[WHAT IS REQUIRED] Please format every line of the entries below as a numbered list, leaving out any blank lines.

--- start of DATA ---

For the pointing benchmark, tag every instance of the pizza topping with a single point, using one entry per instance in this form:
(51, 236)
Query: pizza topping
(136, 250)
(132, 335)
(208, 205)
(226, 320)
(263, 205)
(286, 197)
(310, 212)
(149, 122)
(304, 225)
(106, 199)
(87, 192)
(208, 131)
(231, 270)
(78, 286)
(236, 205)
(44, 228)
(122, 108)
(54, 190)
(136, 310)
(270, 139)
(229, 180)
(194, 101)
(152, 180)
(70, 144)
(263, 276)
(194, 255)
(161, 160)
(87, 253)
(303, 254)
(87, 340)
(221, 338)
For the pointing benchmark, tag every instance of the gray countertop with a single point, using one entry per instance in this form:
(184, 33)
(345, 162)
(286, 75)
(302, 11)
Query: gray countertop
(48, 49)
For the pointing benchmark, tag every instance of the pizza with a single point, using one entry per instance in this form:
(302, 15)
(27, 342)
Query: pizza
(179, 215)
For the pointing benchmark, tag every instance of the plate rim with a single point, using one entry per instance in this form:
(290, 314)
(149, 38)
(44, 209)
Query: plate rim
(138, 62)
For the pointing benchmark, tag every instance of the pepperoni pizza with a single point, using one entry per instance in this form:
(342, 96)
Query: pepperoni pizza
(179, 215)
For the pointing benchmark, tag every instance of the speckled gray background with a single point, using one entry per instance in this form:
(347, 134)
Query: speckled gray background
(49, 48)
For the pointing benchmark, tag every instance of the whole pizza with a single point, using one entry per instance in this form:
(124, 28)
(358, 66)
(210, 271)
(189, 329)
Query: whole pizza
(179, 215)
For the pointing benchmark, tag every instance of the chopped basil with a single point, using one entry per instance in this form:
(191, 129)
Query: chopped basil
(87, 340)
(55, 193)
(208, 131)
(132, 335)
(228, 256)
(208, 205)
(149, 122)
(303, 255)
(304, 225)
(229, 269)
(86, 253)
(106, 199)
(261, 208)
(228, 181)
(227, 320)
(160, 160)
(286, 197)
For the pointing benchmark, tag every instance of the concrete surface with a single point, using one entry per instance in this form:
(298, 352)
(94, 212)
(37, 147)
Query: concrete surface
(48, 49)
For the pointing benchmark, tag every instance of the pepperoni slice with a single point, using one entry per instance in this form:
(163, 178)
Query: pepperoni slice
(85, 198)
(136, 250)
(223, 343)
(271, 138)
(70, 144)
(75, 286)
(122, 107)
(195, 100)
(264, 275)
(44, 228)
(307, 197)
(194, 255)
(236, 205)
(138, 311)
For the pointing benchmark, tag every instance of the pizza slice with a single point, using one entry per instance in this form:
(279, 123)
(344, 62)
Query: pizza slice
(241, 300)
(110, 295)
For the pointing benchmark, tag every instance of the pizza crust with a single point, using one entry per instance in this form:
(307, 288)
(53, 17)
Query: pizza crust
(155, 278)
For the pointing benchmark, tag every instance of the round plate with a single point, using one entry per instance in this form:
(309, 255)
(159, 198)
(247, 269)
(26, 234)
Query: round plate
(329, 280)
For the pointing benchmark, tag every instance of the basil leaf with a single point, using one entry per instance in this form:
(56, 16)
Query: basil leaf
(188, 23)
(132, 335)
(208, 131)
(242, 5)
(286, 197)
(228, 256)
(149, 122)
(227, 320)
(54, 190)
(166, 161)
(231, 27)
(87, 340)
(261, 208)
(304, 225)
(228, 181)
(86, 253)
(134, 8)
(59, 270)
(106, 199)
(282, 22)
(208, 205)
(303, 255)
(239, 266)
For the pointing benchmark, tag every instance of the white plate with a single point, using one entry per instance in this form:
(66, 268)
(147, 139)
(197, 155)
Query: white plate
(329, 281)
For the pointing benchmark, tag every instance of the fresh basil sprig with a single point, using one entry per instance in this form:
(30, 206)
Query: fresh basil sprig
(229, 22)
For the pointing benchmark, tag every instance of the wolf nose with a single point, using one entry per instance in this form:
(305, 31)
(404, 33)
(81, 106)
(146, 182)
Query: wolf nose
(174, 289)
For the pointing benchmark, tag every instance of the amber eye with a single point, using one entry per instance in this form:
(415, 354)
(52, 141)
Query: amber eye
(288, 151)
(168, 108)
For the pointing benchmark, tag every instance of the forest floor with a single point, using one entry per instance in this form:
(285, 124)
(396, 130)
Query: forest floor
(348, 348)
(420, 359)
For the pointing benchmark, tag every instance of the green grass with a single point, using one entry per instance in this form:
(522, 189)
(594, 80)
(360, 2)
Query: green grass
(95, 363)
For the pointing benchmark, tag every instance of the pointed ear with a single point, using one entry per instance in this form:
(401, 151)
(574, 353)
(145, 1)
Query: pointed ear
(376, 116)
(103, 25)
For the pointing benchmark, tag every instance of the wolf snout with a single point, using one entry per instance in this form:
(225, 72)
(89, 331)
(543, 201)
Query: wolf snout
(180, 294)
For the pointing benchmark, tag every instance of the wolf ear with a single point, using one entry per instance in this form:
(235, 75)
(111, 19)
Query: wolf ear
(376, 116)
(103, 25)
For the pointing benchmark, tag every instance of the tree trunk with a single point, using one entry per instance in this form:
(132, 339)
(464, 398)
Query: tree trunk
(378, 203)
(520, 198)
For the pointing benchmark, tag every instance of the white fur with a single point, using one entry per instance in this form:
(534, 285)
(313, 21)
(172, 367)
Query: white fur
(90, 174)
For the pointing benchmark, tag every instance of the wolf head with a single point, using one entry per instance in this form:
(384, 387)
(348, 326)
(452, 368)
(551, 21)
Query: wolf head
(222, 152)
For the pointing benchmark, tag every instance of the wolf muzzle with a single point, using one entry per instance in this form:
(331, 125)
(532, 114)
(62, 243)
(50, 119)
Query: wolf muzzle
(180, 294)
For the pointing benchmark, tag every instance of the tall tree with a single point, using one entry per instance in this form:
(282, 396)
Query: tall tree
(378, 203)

--- end of DATA ---

[SOLUTION TO THIS EXERCISE]
1. For the pointing benchmark, tag every instance of the pizza topping with a single point, using one entry per instance in this form:
2. (51, 236)
3. Query: pizza topping
4. (136, 250)
5. (132, 335)
6. (208, 205)
7. (226, 320)
8. (263, 205)
9. (286, 197)
10. (310, 212)
11. (149, 122)
12. (304, 225)
13. (106, 199)
14. (87, 192)
15. (208, 131)
16. (231, 270)
17. (78, 286)
18. (236, 205)
19. (44, 228)
20. (122, 108)
21. (54, 190)
22. (136, 310)
23. (270, 139)
24. (229, 180)
25. (194, 101)
26. (152, 180)
27. (70, 144)
28. (263, 276)
29. (194, 255)
30. (161, 160)
31. (87, 253)
32. (303, 254)
33. (87, 340)
34. (221, 338)
35. For the pointing benchmark, tag every instance of the gray countertop with a single point, using one entry per instance in this form:
36. (184, 33)
37. (345, 162)
38. (286, 75)
39. (302, 11)
40. Query: gray countertop
41. (48, 49)
42. For the pointing benchmark, tag every instance of the pizza with a single point, using one entry per instance in this form:
43. (302, 15)
44. (27, 342)
45. Query: pizza
46. (179, 215)
47. For the pointing benchmark, tag every instance of the plate rim with a single point, using one entry per instance in this form:
48. (290, 314)
49. (149, 38)
50. (44, 209)
51. Query: plate rim
52. (138, 62)
53. For the pointing benchmark, tag every instance of the pepperoni pizza with a single point, using one entry per instance in this form:
54. (342, 96)
55. Query: pepperoni pizza
56. (179, 215)
57. For the pointing benchmark, tag every instance of the speckled gray background with a single point, using one entry per instance in this form:
58. (347, 134)
59. Query: speckled gray background
60. (49, 48)
61. For the pointing benchmark, tag every instance of the whole pizza with a single point, using one entry per instance in this form:
62. (124, 28)
63. (358, 66)
64. (210, 271)
65. (189, 329)
66. Query: whole pizza
67. (179, 215)
68. For the pointing benchmark, tag every instance of the chopped basil with a single point, using one entry per instance in this form:
69. (191, 129)
70. Query: chopped basil
71. (87, 340)
72. (55, 193)
73. (208, 131)
74. (132, 335)
75. (228, 256)
76. (208, 205)
77. (149, 122)
78. (303, 255)
79. (304, 225)
80. (229, 269)
81. (86, 253)
82. (106, 199)
83. (261, 208)
84. (228, 181)
85. (227, 320)
86. (160, 160)
87. (286, 197)
88. For the pointing benchmark, tag every instance of the concrete surface with a single point, using one entry per instance in this form:
89. (298, 352)
90. (94, 212)
91. (37, 147)
92. Query: concrete surface
93. (48, 49)
94. For the pointing benchmark, tag every instance of the pepperoni slice with a single point, using one entry per instance in this form:
95. (163, 178)
96. Query: pepperoni slice
97. (85, 198)
98. (136, 250)
99. (223, 343)
100. (271, 138)
101. (70, 144)
102. (75, 286)
103. (122, 107)
104. (195, 100)
105. (264, 275)
106. (44, 228)
107. (307, 197)
108. (194, 255)
109. (236, 205)
110. (138, 311)
111. For the pointing benchmark, tag every instance of the pizza slice with a single point, using one entry per instance in this form:
112. (279, 123)
113. (344, 62)
114. Query: pizza slice
115. (241, 300)
116. (110, 295)
117. For the pointing benchmark, tag every instance of the pizza crust with a single point, using one entry per instance in this form:
118. (307, 288)
119. (53, 17)
120. Query: pizza crust
121. (155, 278)
122. For the pointing benchmark, tag every instance of the round plate with a single point, using one entry per instance in this form:
123. (309, 255)
124. (159, 198)
125. (247, 269)
126. (26, 234)
127. Query: round plate
128. (329, 280)
129. For the pointing benchmark, tag every instance of the basil leaf with a single point, using one entry per instance in this form:
130. (56, 16)
131. Query: basil leaf
132. (188, 23)
133. (132, 335)
134. (208, 131)
135. (242, 5)
136. (286, 197)
137. (228, 256)
138. (149, 122)
139. (227, 320)
140. (54, 190)
141. (166, 161)
142. (231, 27)
143. (87, 340)
144. (261, 208)
145. (304, 225)
146. (228, 181)
147. (86, 253)
148. (134, 8)
149. (59, 270)
150. (106, 199)
151. (282, 22)
152. (208, 205)
153. (303, 255)
154. (239, 266)
155. For the pointing benchmark, tag every instance of the white plate with a single point, using one entry per instance in this form:
156. (66, 268)
157. (147, 139)
158. (197, 155)
159. Query: white plate
160. (329, 281)
161. For the pointing benchmark, tag every instance of the fresh basil sprig with a single point, using one entry per instance in this form:
162. (30, 206)
163. Query: fresh basil sprig
164. (229, 22)
165. For the pointing benchmark, tag every instance of the wolf nose with a single point, using one entry per instance in this form:
166. (305, 31)
167. (404, 33)
168. (81, 106)
169. (146, 182)
170. Query: wolf nose
171. (174, 289)
172. For the pointing benchmark, tag every instance of the amber eye with a single point, using one entry per instance in this form:
173. (415, 354)
174. (52, 141)
175. Query: amber eye
176. (288, 151)
177. (168, 108)
178. For the pointing benchmark, tag every instance of the forest floor with a single point, using one entry per instance in this form:
179. (285, 124)
180. (396, 130)
181. Query: forest floor
182. (348, 348)
183. (420, 359)
184. For the pointing benchmark, tag every instance of the green grass with a single point, using one entry per instance in this form:
185. (522, 189)
186. (594, 80)
187. (360, 2)
188. Query: green grass
189. (95, 363)
190. For the pointing benchmark, tag every instance of the pointed ear with a single point, using one entry per instance in this form:
191. (401, 151)
192. (574, 353)
193. (145, 1)
194. Query: pointed ear
195. (376, 116)
196. (103, 25)
197. For the pointing benchmark, tag every instance of the wolf snout with a single point, using one entry per instance in this form:
198. (225, 72)
199. (89, 331)
200. (543, 201)
201. Query: wolf snout
202. (180, 294)
203. For the pointing benchmark, tag every instance of the wolf ear with a single point, using one entry per instance in this form:
204. (235, 75)
205. (111, 19)
206. Query: wolf ear
207. (376, 116)
208. (103, 25)
209. For the pointing benchmark, tag every instance of the tree trunk with a single point, using one entry per instance in this form:
210. (132, 339)
211. (464, 398)
212. Query: tree trunk
213. (378, 203)
214. (520, 198)
215. For the pointing benchmark, tag every instance of the white fur with a single point, using one entry per instance in this form:
216. (534, 285)
217. (313, 21)
218. (172, 367)
219. Query: white fur
220. (90, 174)
221. For the pointing benchmark, tag every instance of the wolf head with a single point, using one entry per instance in this form:
222. (384, 387)
223. (348, 326)
224. (452, 368)
225. (551, 21)
226. Query: wolf head
227. (222, 152)
228. For the pointing benchmark, tag every instance of the wolf muzzle with a single point, using one entry per instance in this form:
229. (331, 125)
230. (532, 114)
231. (62, 243)
232. (50, 119)
233. Query: wolf muzzle
234. (180, 294)
235. For the pointing benchmark, tag every instance of the tall tree with a single point, using one entry per instance in this form:
236. (282, 396)
237. Query: tall tree
238. (378, 203)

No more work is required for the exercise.